◆ **Short problem**: Rewrite the lines of the entries below as a Markdown table with two columns, Row and Line, numbering each line and skipping blank lines. Leave the pictures out of the table.

Pointing entries for named objects
━━━━━━━━━━
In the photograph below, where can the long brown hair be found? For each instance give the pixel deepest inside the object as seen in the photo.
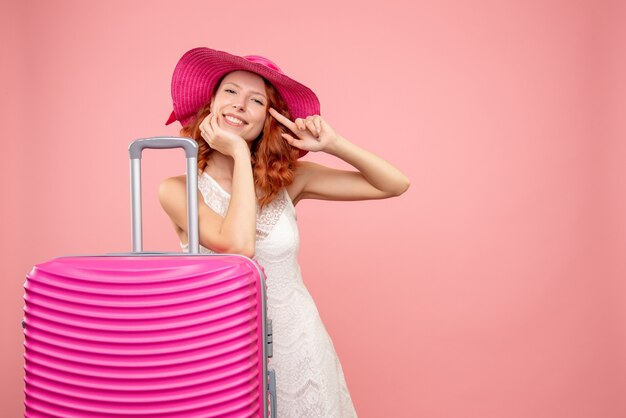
(273, 159)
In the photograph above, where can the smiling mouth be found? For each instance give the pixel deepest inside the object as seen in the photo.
(231, 120)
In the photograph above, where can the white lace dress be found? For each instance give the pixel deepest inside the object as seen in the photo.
(309, 379)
━━━━━━━━━━
◆ **Exercise answer**:
| Row | Line |
|---|---|
| 1 | In the photograph below, where can the long brown hair be found? For each instance give the pixel deepest inside the object as seen in the photo. |
| 2 | (273, 159) |
| 3 | In the photograph above, where can the smiling mouth be found? For each instance give the pixel deepest inside the object as seen in the photo. |
| 4 | (231, 120) |
| 5 | In the photograph above, where can the white lace dress be found? For each instance give the pixel deepest inside the object as seen in the photo. |
| 6 | (309, 379) |